_What the exercise asks_
Copy each of the lines below verbatim, with no changes.

_Information provided_
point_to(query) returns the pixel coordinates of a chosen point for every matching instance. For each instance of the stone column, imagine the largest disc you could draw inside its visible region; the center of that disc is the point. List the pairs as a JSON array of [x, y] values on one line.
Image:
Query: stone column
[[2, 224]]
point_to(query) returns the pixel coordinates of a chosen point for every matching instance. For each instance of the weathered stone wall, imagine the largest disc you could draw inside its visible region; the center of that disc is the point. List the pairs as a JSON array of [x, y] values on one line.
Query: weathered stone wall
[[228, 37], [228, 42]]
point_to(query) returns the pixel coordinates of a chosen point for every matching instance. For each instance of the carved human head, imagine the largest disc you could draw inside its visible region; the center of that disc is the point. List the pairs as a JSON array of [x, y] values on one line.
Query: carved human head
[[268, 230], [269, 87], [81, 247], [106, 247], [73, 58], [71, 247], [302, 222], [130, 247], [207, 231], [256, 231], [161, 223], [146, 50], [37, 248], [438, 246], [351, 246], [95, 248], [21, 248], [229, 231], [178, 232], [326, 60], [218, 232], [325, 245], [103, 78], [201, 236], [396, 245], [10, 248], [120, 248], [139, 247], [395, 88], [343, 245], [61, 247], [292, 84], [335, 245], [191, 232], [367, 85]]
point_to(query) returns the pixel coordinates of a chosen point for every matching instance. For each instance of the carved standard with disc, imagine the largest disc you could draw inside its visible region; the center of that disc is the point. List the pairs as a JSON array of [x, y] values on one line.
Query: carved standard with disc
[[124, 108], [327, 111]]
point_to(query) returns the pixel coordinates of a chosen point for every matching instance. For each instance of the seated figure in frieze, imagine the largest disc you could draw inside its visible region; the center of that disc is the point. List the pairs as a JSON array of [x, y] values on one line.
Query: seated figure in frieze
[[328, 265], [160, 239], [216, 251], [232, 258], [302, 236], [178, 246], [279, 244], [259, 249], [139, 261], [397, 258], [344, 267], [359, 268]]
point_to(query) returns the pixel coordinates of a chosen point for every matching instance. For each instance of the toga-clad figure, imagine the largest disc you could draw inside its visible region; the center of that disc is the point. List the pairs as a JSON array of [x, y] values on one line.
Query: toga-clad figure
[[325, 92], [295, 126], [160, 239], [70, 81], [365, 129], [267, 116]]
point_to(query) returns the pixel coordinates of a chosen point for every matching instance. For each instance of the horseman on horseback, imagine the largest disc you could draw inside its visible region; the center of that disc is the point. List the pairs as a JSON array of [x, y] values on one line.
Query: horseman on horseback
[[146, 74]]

_Exercise output_
point_to(query) returns the pixel coordinates of a chosen point for every matching instance. For each instance of the stone column, imagine the largest disc you could draw inside its visible region; the center of that disc is the point. List the pairs as a JSON array of [x, y] values on one line.
Image:
Query: stone column
[[2, 224]]
point_to(query) returns the pixel coordinates of a chosen point for every matching instance. For each instance of the weathered stone wall, imagine the largest disc you could draw inside its visible region; the center of that disc is the point. List the pairs as a JSON array of [x, y] values on one line.
Query: weathered stone wall
[[228, 37], [228, 42]]
point_to(query) returns the pixel coordinates of a chosen point for every matching instance. For each instance of the carved human head, imagine the largest disc you could draw inside its visible region; the center of that disc is the point. List the pairs as a JSON array of [x, y] values on one line.
Query: carved human head
[[268, 230], [269, 87], [81, 247], [106, 247], [73, 58], [71, 247], [302, 222], [130, 247], [207, 231], [256, 231], [161, 223], [146, 50], [37, 248], [438, 246], [351, 246], [95, 248], [21, 248], [229, 231], [178, 232], [326, 60], [218, 232], [325, 245], [103, 78], [201, 236], [396, 245], [10, 248], [120, 248], [139, 247], [395, 88], [343, 245], [61, 247], [292, 84], [335, 245], [191, 232], [367, 85]]
point_to(query) returns the pixel coordinates of a chosen point for every matching instance. For each instance of the carved standard with disc, imagine the largest disc you could draw inside its visible region; the center of that disc is the point. List the pairs as a JSON array of [x, y] values on one line.
Query: carved standard with disc
[[124, 108], [327, 111]]
point_to(query) returns the pixel coordinates of a chosen point for every matching instance. For each instance of the seated figure in frieze, imagine the largest disc you could draw inside its visible region; the center of that disc is the point. List the pairs as a JSON array of [x, y] values on one line.
Query: seated figure in frieze
[[328, 265], [160, 239], [216, 251], [232, 258], [302, 236], [178, 246], [279, 244], [259, 249], [139, 261], [397, 258], [344, 267], [359, 268]]
point_to(query) returns the pixel coordinates of a chosen point for every matching instance. For each instance of the toga-clad figure, imagine the largest disc you could draw inside its visible region; the center of that disc is the point. List the pairs as a JSON array of [x, y] values on one line.
Query: toga-clad figure
[[325, 92], [295, 126], [160, 239], [70, 81], [365, 129], [267, 116]]
point_to(query) returns the pixel coordinates of a chosen point for every matching instance. For each instance of the horseman on horseback, imagine the largest disc you could draw inside its visible region; the center of that disc is the point. List the pairs as a JSON array of [x, y] values on one line.
Query: horseman on horseback
[[146, 74]]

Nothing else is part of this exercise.